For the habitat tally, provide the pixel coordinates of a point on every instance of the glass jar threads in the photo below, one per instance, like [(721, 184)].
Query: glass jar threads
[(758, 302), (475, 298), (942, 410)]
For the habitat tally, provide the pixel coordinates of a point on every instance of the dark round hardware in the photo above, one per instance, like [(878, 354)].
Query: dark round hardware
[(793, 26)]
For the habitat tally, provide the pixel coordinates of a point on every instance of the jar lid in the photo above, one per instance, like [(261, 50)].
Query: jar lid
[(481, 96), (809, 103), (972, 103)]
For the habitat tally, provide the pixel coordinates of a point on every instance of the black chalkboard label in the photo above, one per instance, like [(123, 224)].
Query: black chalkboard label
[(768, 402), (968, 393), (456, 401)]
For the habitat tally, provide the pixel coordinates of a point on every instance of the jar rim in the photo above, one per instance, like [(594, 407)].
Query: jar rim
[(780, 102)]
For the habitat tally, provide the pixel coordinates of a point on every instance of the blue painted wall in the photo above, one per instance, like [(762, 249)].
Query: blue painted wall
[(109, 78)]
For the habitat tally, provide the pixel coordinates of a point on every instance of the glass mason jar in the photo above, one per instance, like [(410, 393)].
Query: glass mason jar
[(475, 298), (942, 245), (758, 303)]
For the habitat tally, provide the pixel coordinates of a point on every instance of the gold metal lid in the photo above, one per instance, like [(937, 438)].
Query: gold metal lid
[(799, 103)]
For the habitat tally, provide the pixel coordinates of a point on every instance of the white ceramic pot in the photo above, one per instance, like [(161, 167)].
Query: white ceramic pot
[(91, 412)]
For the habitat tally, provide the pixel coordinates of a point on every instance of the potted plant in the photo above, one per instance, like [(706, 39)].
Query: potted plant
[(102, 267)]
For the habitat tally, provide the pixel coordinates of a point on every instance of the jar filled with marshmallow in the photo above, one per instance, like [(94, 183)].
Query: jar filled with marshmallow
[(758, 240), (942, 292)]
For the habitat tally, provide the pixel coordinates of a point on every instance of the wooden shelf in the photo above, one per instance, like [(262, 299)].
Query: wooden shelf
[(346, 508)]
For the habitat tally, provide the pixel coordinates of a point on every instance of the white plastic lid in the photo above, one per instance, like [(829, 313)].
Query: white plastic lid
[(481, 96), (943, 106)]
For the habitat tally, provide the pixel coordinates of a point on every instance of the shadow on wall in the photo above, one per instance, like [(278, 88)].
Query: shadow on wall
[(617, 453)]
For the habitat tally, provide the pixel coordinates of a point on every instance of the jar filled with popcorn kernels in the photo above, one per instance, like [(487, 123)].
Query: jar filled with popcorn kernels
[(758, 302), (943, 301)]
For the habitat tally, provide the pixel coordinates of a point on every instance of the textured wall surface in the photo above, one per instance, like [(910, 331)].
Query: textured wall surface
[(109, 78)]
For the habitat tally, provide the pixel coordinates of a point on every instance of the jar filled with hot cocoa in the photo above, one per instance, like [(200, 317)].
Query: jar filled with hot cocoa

WHAT YOU ARE ASKED TO DO:
Write out the lines above, starting at the line that contains "like [(829, 313)]." and ending with the final line, and nothing else; copy them exactly.

TASK ANSWER:
For the habitat tally, provide the pixel coordinates of a point on every instance of the white plastic lid in the photo above, one per instance, like [(829, 313)].
Query: white plastic lid
[(481, 96), (943, 106)]
For the habitat tally, provide the pixel coordinates of a point on every instance of the shadow on wall in the photo above, one per instance, like [(278, 88)].
Query: shadow on wall
[(617, 453)]
For the habitat tally, provide the pixel coordinates of a point on every instance of the jar filled with popcorn kernels in the photo above, one per instance, like [(487, 123)].
Query: jar filled with popcorn kernels
[(758, 302), (943, 301)]
For the habitat tally, provide the pixel coordinates of a point on every instance of the textured wall surface in the photo above, one per instance, like [(910, 331)].
Query: textured wall surface
[(109, 78)]
For the habitat tally, provide the pixel coordinates of a point on every instance of the jar filled with hot cocoa in the photo above, one per instance, like [(200, 317)].
Query: jar filled with hot cocoa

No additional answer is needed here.